- **TEXT SECTION**:
───
Schools are vital to the socialisation of children. These are the places where children learn important skills and gain knowledge of the world and are impressed by society’s future expectations of them as citizens. All too often this has meant little more than the enforcement of blind obedience. Increasingly, schools are developing as places where children are properly prepared for citizenship by learning how to think critically, to understand their rights and to be responsible to themselves and others.
Girls’ education is a crucial issue in many parts of the world where, owing to a complex range of short-sighted social and economic factors, women and girls are disadvantaged in favour of boys and men. The reality is that poorly educated girls become poorly prepared mothers and, since lack of education can severely impair future opportunities, the role of a homemaker and mother is all that is left to such girls -- a vicious circle. The social and economic arguments for educating girls are not so much arguments as imperatives since the participation of today’s women and the women of the future extends well beyond competent motherhood.
UNICEF Turkey vigorously promotes the necessity of giving every girl in this country a quality education.
Values of peace and democracy can also be promoted through play and recreation. Sports provide children with their own physical and emotional space, teaching valuable social skills of conflict resolution, understanding opponents and how to win and lose with respect for others. Sports can also be used to engage the children and adults of a community in a common development project.
The argument that so many adults, especially women are denied the opportunity to participate fully in society, let alone children, does not detract from the reality that children are the future and we have a responsibility to listen to them.
Writing of Governments’ declared commitment to building A World Fit for Children, Kofi Annan stresses that:
We will achieve this only if Governments fulfil their promise that the voices of children and young people will be heard loud and clear; if we ensure the full participation of children in the work to build a better future.
Careful consultation of children remains something of a rare commodity requiring sensitivity on the part of adults. It is relatively easy to listen to an adolescent (and often difficult not to) but the insights of even very young children can be valuable to adult perceptions which are so often stultified by experience.
───
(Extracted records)
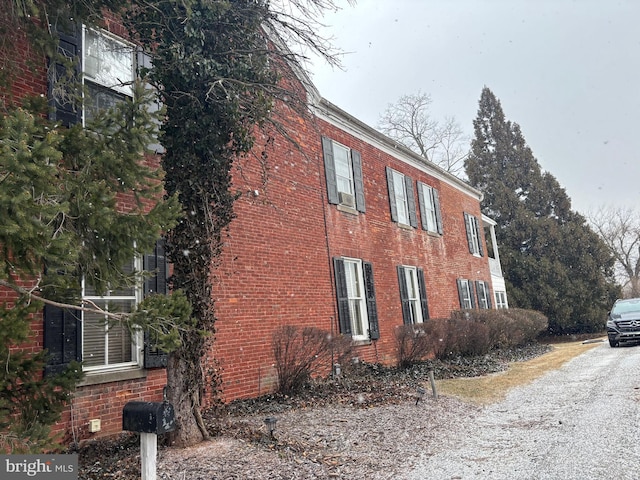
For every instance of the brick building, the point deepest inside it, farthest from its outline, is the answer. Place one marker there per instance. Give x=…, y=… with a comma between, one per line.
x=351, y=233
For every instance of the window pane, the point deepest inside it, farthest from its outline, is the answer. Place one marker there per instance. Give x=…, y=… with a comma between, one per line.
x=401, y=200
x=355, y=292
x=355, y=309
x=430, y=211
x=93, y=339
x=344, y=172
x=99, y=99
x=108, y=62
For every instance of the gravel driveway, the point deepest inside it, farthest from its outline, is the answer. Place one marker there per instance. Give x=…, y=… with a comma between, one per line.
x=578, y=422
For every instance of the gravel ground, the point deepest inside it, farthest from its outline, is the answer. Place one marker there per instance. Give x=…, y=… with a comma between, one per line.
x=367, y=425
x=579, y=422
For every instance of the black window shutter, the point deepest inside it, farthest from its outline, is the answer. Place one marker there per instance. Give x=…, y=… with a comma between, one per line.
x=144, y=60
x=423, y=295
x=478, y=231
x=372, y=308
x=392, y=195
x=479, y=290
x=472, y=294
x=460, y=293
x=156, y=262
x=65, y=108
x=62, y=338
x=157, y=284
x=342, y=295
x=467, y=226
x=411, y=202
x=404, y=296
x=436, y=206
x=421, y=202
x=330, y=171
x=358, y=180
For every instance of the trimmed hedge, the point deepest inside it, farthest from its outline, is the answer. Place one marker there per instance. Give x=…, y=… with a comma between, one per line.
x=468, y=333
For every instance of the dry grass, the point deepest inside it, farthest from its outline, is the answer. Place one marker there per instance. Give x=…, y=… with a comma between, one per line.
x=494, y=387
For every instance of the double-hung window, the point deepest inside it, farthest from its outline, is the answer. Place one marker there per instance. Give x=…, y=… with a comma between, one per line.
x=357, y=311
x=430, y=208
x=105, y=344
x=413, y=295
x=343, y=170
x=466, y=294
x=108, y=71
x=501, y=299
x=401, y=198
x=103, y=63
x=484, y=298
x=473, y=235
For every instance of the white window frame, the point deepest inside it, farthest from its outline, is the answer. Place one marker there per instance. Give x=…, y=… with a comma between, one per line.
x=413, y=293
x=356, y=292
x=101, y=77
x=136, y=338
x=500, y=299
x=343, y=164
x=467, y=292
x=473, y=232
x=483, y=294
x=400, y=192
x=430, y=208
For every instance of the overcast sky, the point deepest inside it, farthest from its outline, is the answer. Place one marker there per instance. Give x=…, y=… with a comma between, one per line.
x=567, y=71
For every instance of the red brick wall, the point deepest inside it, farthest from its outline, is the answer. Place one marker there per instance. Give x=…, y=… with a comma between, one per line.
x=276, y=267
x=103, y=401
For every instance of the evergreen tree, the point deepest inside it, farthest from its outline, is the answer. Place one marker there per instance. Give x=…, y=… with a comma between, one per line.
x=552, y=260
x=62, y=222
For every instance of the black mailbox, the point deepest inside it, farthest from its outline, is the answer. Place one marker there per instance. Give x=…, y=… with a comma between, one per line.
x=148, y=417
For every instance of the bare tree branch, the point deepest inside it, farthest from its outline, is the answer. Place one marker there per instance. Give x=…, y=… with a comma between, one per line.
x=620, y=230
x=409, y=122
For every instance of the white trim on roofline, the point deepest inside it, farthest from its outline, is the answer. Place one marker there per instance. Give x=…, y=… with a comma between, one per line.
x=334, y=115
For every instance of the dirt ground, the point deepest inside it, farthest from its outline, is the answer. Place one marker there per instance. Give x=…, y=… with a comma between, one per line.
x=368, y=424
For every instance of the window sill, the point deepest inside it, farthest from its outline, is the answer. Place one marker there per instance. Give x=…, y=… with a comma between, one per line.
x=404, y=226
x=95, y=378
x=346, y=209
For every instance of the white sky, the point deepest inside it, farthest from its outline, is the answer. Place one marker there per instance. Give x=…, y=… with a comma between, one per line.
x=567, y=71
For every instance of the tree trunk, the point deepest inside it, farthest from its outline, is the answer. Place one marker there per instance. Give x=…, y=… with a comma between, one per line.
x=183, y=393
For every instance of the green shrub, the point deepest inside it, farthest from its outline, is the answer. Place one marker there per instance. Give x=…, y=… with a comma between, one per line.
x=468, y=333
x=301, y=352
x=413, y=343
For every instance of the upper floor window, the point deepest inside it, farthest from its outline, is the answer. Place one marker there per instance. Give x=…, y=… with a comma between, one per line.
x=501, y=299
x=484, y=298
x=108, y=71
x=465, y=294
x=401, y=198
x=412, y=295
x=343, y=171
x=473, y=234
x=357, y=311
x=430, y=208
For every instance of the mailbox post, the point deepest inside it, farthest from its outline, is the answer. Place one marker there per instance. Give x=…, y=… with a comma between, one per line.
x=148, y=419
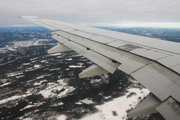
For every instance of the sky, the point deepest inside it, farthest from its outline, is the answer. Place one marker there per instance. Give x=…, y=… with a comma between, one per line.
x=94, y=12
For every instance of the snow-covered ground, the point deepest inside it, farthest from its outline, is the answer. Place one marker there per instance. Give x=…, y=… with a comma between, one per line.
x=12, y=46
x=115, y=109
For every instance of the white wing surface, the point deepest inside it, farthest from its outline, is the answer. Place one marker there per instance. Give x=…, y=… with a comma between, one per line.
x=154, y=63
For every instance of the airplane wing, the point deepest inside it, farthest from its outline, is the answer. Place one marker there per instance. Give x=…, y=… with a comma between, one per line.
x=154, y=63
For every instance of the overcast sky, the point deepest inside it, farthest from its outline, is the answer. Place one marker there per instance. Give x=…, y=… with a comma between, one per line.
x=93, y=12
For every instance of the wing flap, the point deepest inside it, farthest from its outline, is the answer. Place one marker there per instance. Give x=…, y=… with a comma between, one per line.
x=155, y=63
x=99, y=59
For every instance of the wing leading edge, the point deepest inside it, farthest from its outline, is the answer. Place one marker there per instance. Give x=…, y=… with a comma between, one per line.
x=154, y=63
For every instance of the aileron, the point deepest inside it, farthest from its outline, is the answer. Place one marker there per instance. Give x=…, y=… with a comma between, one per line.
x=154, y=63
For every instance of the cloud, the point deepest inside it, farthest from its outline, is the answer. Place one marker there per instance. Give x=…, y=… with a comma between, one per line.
───
- **PROMPT 1**: Repeat the passage on children's education word for word, starting with "Values of peace" and going on through "common development project.".
- **PROMPT 2**: In the passage on children's education, what do sports provide children with?

- **FINAL RESULT 1**:
Values of peace and democracy can also be promoted through play and recreation. Sports provide children with their own physical and emotional space, teaching valuable social skills of conflict resolution, understanding opponents and how to win and lose with respect for others. Sports can also be used to engage the children and adults of a community in a common development project.

- **FINAL RESULT 2**: Their own physical and emotional space.